TEXT SHOWN:
------------------------------------------------------------

# Lecture 9 – Multiple Linear Regression and Feature Engineering

## DSC 40A, Fall 2021

In [None]:
import pandas as pd
import numpy as np
import seaborn as sns
import plotly.express as px
import plotly.graph_objects as go

---

## Part 1 – Multiple Linear Regression

---

Here is a data set of sales figures from different stores.

In [None]:
data = pd.read_csv('sales.csv')
data

## Using just one feature

Before we perform multiple linear regression, let's first just perform simple linear regression. We'll try and use square footage to predict net sales; our prediction rule will be

$$
\text{predicted net sales} = w_0 + w_1 (\text{square feet})
$$

In [None]:
px.scatter(data, x='sq_ft', y='net_sales', title='Net Sales vs. Square Feet')

It seems like $w_1^*$, the optimal slope, should be positive. To find $w_0^*$ and $w_1^*$, we'll solve the normal equations.

In [None]:
def solve_normal_equations(X, y):
    '''Returns the optimal parameter vector, w*, given a design matrix X and observation vector y.'''
    return np.linalg.solve(X.T @ X, X.T @ y)

In [None]:
data['1'] = 1

X_one_feature_model = data[['1', 'sq_ft']]
X_one_feature_model.values

In [None]:
y = data['net_sales']

In [None]:
w_one_feature_model = solve_normal_equations(X_one_feature_model, y)
w_one_feature_model

This is telling us that the best-fitting line to this dataset is

$$\text{predicted net sales} = 2.577 + 85.389 (\text{square feet})$$

To get predictions for all observations in my dataset:

In [None]:
X_one_feature_model @ w_one_feature_model

Let's draw a plot of our prediction rule.

------------------------------------------------------------

INFORMATION PROVIDED:
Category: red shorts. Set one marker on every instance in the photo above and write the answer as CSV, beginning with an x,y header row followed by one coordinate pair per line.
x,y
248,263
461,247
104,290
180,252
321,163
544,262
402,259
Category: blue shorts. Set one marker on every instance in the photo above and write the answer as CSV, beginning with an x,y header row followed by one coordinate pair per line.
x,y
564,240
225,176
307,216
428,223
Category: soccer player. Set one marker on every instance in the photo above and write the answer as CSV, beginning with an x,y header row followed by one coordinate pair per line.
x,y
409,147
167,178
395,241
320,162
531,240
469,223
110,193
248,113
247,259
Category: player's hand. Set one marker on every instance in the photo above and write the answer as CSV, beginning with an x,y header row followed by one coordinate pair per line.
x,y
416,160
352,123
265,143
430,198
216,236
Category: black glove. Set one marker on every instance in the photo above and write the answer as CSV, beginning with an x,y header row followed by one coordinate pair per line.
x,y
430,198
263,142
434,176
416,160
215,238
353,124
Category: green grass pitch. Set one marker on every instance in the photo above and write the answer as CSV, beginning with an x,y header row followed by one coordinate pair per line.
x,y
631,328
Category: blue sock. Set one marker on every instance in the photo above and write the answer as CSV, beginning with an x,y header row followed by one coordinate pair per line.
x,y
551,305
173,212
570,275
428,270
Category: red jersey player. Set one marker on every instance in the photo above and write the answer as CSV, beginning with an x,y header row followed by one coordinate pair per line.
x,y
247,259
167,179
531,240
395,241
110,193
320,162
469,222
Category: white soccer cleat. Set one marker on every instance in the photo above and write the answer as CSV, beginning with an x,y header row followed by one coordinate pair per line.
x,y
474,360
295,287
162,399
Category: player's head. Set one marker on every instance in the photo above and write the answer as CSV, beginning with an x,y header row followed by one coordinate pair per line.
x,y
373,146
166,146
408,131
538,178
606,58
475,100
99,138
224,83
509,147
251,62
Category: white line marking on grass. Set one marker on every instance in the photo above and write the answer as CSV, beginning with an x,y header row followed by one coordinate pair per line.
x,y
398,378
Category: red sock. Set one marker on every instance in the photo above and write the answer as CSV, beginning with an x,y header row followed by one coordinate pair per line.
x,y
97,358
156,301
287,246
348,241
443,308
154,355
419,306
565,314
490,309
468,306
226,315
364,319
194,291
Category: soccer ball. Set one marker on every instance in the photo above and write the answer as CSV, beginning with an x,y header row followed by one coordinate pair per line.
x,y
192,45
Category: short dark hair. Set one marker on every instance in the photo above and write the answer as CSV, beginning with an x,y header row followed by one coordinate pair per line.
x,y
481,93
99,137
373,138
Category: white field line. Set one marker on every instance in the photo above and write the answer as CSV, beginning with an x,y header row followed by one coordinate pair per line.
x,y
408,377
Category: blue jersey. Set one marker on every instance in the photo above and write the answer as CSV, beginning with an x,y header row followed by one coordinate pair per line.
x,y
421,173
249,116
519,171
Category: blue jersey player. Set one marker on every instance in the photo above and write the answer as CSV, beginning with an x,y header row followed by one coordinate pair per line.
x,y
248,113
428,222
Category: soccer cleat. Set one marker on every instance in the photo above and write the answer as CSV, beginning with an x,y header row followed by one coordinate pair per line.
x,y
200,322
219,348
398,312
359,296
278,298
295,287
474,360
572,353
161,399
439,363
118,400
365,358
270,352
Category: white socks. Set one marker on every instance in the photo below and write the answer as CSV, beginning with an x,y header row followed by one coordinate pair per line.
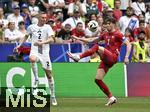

------------------------------------------------------------

EXERCISE REQUIREMENTS:
1 - List every Python module that the regression lecture imports, together with the alias each one receives.
2 - Carry the regression lecture forward from its final sentence.

ANSWER LIST:
1 - pandas (pd), numpy (np), seaborn (sns), plotly.express (px), plotly.graph_objects (go)

2 -
In [None]:
px.scatter(data, x='sq_ft', y='net_sales', title='Net Sales vs. Square Feet')

x_range = np.linspace(0, 10)

fig = go.Figure()
fig.add_trace(go.Scatter(x = data['sq_ft'], y = y, mode = 'markers', name = 'actual'))
fig.add_trace(go.Scatter(x = x_range, 
                         y = w_one_feature_model[0] + w_one_feature_model[1] * x_range, 
                         name = 'linear prediction rule', 
                         line=dict(color='red')))

fig.update_layout(xaxis_title = 'Square Feet', yaxis_title = 'Net Sales')

It's also worth calculating the mean squared error of this prediction rule, so that we can compare it to our later prediction rules.

In [None]:
def mean_squared_error(X, y, w):
    return np.mean(np.sum((y - X @ w)**2))

## Using two features

Let's now try to predict net sales from two variables: the square footage (size) of the store, and the number of competing stores in the area. Our model will be:

$$
\text{predicted net sales} = w_0 + w_1 (\text{square feet}) + w_2(\text{competitors})
$$

Suppose $w_0^*$, $w_1^*$, and $w_2^*$ are our prediction rule's optimal parameters. Do you expect $w_1^*$ to be positive or negative? What about $w_2^*$?

In [None]:
px.scatter(data, x='sq_ft', y='net_sales', title='Net Sales vs. Square Feet')

In [None]:
px.scatter(data, x='competing_stores', y='net_sales', title='Net Sales vs. Competing Stores')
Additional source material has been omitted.